*EXERCISE DIRECTIONS:* In the listing that follows, replace every occurrence of "tag it with one point" with "mark it with a single point" and leave all other text unchanged. Omit the pictures from your reproduction.

*RECORDS FOR THIS TASK:*
┄┄┄┄┄┄┄┄┄┄┄┄┄┄┄┄┄┄┄┄

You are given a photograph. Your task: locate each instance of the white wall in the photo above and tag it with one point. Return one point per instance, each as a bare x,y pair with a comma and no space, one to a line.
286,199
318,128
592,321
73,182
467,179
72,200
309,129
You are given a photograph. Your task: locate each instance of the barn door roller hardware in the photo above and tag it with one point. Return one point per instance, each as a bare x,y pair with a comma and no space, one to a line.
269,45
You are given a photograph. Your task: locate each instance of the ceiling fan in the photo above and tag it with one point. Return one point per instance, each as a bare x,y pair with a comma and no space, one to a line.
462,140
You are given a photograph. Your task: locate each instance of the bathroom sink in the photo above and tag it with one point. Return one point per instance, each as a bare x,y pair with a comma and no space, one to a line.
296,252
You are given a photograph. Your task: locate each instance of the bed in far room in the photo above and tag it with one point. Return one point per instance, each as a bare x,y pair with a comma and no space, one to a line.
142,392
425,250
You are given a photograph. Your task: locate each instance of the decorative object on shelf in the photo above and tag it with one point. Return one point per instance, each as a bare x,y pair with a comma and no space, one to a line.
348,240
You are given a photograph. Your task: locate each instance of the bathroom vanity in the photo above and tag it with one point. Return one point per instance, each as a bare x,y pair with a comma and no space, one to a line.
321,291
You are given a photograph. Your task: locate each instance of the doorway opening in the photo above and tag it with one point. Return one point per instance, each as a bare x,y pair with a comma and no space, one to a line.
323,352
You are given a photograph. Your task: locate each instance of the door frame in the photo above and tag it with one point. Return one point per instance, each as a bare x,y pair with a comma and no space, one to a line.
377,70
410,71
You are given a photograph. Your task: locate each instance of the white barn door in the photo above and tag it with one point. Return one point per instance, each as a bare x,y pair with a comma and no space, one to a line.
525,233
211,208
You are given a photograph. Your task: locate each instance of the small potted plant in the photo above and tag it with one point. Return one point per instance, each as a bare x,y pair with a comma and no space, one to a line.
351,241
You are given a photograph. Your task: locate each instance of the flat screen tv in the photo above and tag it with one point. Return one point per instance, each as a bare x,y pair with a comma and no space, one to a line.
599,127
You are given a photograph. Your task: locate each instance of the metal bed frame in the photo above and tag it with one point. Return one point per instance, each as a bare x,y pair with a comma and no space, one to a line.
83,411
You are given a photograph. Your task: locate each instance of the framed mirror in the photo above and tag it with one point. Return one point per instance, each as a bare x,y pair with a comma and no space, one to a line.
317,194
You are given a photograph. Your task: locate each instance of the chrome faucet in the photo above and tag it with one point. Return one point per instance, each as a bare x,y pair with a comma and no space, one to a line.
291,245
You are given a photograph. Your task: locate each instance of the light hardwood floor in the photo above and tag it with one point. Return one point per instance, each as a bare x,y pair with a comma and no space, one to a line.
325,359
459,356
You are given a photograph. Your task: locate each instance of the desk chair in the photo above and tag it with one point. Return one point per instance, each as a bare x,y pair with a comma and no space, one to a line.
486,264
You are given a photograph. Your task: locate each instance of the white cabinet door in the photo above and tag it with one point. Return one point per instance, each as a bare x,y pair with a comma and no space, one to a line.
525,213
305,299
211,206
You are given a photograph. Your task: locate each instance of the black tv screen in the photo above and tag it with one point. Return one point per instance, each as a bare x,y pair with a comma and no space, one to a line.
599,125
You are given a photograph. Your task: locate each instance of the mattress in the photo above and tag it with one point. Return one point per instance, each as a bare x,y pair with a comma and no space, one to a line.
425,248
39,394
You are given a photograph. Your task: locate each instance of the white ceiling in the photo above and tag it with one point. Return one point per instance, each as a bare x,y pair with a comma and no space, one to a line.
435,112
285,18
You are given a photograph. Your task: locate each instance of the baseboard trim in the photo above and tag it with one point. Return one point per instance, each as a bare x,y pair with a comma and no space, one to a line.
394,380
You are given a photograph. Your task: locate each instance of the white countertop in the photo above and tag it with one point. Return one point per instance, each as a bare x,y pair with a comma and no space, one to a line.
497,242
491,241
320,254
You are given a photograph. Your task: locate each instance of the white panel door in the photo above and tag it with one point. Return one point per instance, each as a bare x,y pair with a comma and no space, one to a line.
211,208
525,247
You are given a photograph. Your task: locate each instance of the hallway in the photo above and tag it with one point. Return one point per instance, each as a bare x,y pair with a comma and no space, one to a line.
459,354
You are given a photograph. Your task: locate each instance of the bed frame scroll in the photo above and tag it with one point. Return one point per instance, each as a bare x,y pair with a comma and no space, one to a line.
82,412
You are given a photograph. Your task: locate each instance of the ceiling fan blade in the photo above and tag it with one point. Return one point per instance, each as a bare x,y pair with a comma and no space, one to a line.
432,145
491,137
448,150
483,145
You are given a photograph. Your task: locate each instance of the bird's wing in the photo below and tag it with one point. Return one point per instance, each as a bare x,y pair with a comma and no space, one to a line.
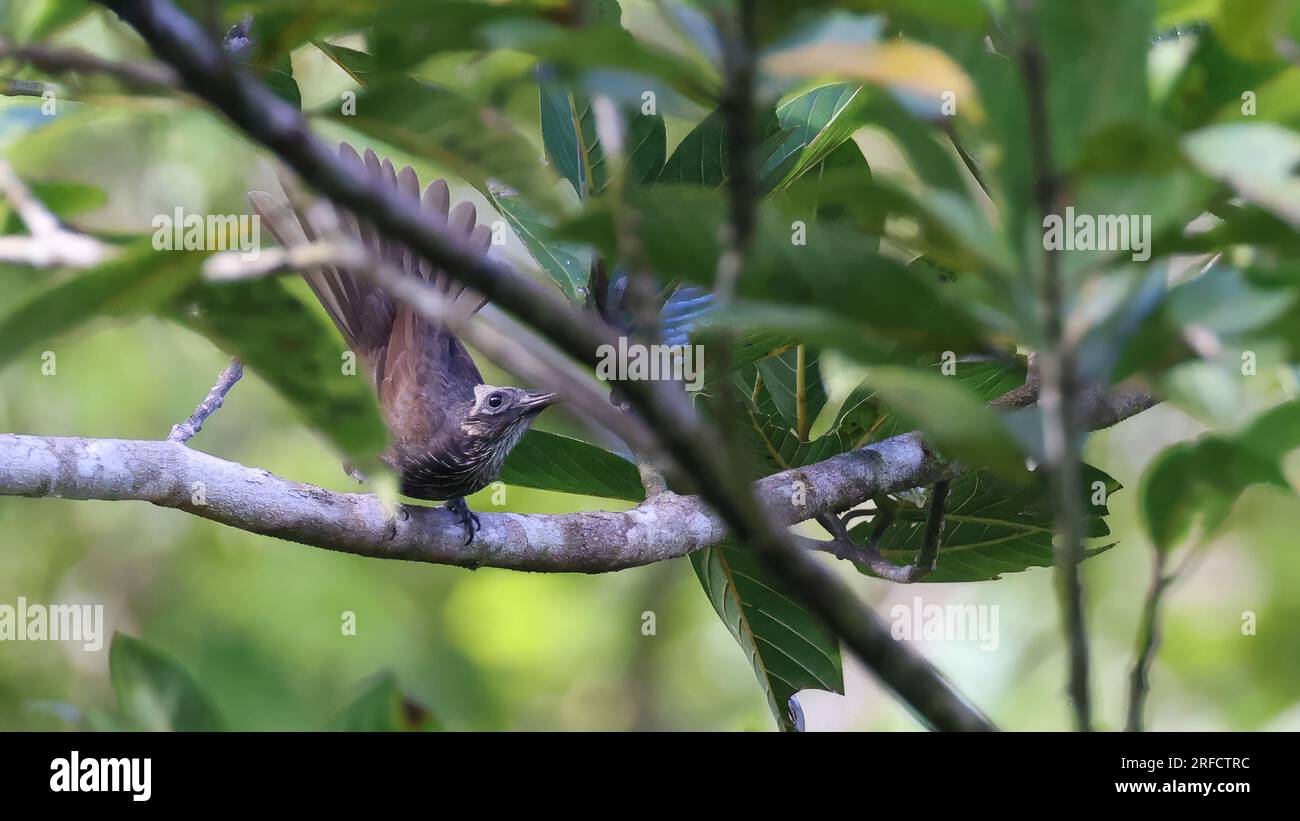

┄┄┄┄┄┄┄┄┄┄┄┄┄┄┄┄┄┄┄┄

*SOLUTION FOR THIS EXERCISE:*
You are given a photograph. Your task: locate each instance of the white wall in the photo above and mark it with a single point. Return one point per instance, each as a bare x,y pair with a comma and no space, one to a line.
286,199
318,128
592,321
73,182
467,179
72,200
309,129
You are given a photograph. Your task: locate each instance of the barn door roller hardware in the photo above and mark it with a single point. Return one point per instance, each as a bare x,y pair with a comma and no space, one to a line.
269,45
You are given a photograph. Your task: locate each instance of the ceiling fan in the photo above and mark it with a single point. Return one point per instance, each as a bare x,y pair with a comma and no space, one to a line.
462,140
You are given a photograph. Your task: locate each instance of the bathroom sink in the photo above and mark it with a single point. Return one point per instance, each as a bare x,y pair with a comma and no space, one to a line.
296,252
You are given a photograph. Your task: locate each instance of the bed in far room in the photo above and mark it with a single point. Return one point per instance, each as a bare x,y pair with a comma and no space, one to a line.
142,392
425,250
You are given a photograph. Your task: locate each instance of the decorative object on shelf in the photo above and mark it with a single point. Return one point per instance, each as a bare x,y pair with a comma and no space, one to a line.
348,240
You are given a photograph. Your task: locate each instance of the bathroom vanity in the photo above and mark it with a single point. Return one point per instance, each as a bare x,y pair with a comma and no space, one to a line.
321,291
You are given a photograph. Your task: locate each instance of the doorway opening in the photo above and mark it with a single point. Return one point per instance, each as a bare x,y pair with a comma and no space, one to a line.
323,352
You are given a photograph. Your task: locate each instance of the door frame in the photo above and mark it with a single point. Return one point per instance, each as a bare x,y pair with a comma and no space, one to a line.
377,70
410,71
You are given a photograph. Your task: locate each instance of the white barn door in the photo above and mark it with a single point. Return one point per instance, each as a bare x,y pair with a comma and no space, one to a line.
525,233
211,208
You are given a photograph. Your task: locate each instance of the small potted plant in the photo above and mark it with a single point. Return one point per instance, each as a bare x,y pair with a comma and no space, one to a line.
351,241
You are given a photograph. Your task: locate each instance of the flat screen tv in the photo above and mark it with a single point. Return one point per instance, each as a bare x,y pair with a comma and no space, one to a line.
599,127
You are given a photograph. Your task: locate each instance of the metal bed frame in the photo above and mark it with a single point. Return one point per instance, each as a bare x,y pair with a comma and no space, one to a line.
83,411
You are given a photograph. Your task: locate each instance of the framed mirror in the photo above and mark it with a single point. Return one point per instance, each as a bare x,y pair with a comma and no space, one to a line.
317,194
You are given a photograph. Your task: locate each instance of the chrome faucet in the photo above and mark it with a single point. Return one point per instance, each as a bare x,y pair with a comma and no space, one to a line.
291,245
You are given a photograph. Your task: locate each instance of the light hardwood floor in the photo above and mark it with a single point. Return one point per instance, each as a bare x,y pair with a comma and no space, one to a line.
325,359
459,356
You are given a photograph. Your task: locate each instance of the desk chair in the photo above and mark it with a single point. Return one point per instance, each as a bare x,y pair with a comma and no space, one to a line.
486,264
You are given a photograph. Your task: locate each instance of the white cabinet door in the photo above and mark it with a single point. Return one point per instance, each as a bare x,y pair with a comma and no space, one to a line.
525,213
305,299
211,206
You are given a photograph. Your task: locate each instance of the black tv screen in the photo above and mark it with a single point. Return one point per instance, each as a bare x,y pair with a comma and no space, one to a line.
599,125
You are given a photograph. Your task: locate each instance of the mattress in the photo above and mark it with a single point. Return one point per instance, each as a bare x,y pair with a comma and no space, one to a line.
425,248
39,394
You are given a photograph. Your task: locate each instance of the white ceiling in the photo above and mark it with a single point. Return one point per instance, each as a bare x,y pair with a comma and no space, one to a line.
435,112
285,18
You are given a photograph. Your task: locate each instance of the baseboard trim in the photo above and mark it with a single point. Return one point per instance, each as a bare x,y pair with a comma and no space, one to a line.
394,380
You are given a photograph. Your task: locate each instance of the white countertop in the photo above and mark it with a single point. Return one point per instance, each as a bare x,y pair with a comma and no space, one to a line.
497,242
491,241
320,254
You are given a photograph. Your task: locate each instance of the white panel door in the photo above and mark it with a single point. Return one point per instance, each as a bare x,y pair with a comma and no space, one to a line.
211,208
525,247
You are given a photograph. Your task: locate each instance of the hallway in the photo above and mark it with a single point. Return one point per instance, each as a bare x,y pair with a comma and no space, one to a line.
459,354
You are given a photograph. Your task: locate each instance of the bed frame scroll in the photo above and mark it with a single point. Return one point per instance, each as a bare x,y pair with a comma and no space, one to a line.
82,412
You are given a photograph. Your task: locate each instance of the ceiling fan blade in the photo above and mark it with a single point. Return one point per instance, each as a bare x,y pair with a comma and no space, one to a line.
432,145
491,137
448,150
483,145
You are given a photograph. Your task: locate each instance of the bird's wing in the photo below and mark it with a single point. Return one point per instance, each as a bare x,y pair with a comma and no space, one to a line.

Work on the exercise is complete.